[Task description] Restate word for word the lines of the records below, starting at the line that contains "sample | x=54, y=147" and ending at the line that contains "target | stone step", with both of those lines included and nothing else.
*** The data Section Begins ***
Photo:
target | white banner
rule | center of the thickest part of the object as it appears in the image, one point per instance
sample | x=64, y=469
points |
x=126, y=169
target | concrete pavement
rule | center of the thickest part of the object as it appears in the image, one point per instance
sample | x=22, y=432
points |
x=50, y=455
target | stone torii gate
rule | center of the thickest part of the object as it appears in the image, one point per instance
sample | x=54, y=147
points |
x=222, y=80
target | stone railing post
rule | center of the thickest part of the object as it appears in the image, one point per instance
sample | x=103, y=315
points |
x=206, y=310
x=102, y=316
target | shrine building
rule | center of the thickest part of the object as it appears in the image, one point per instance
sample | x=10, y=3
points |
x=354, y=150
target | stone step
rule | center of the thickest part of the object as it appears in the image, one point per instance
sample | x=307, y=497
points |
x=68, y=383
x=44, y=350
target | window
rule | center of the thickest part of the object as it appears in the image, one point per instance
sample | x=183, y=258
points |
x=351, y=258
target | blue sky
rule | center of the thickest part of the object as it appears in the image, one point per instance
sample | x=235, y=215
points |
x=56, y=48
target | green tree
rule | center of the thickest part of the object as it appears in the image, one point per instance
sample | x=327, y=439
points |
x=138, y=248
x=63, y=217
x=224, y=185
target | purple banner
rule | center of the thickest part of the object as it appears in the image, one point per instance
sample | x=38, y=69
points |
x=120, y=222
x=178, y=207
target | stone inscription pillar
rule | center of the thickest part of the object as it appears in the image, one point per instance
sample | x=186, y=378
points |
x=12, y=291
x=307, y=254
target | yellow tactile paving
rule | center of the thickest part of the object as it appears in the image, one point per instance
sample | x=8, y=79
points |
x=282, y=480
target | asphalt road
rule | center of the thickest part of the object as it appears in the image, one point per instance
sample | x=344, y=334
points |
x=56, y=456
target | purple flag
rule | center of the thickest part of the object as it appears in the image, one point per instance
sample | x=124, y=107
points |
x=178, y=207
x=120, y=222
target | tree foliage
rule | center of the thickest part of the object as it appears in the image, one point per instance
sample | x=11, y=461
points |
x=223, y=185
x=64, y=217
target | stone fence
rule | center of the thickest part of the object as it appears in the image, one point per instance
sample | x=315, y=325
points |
*** The data Section Ends ***
[Task result]
sample | x=54, y=147
points |
x=222, y=80
target | stone railing post
rule | center of the thickest part of the object as it appears in the image, one point per instance
sample | x=103, y=315
points |
x=206, y=310
x=102, y=316
target | shrine building
rule | center of the thickest part of the object as it appears in the image, one point per instance
sample | x=10, y=3
points |
x=354, y=150
target | stone step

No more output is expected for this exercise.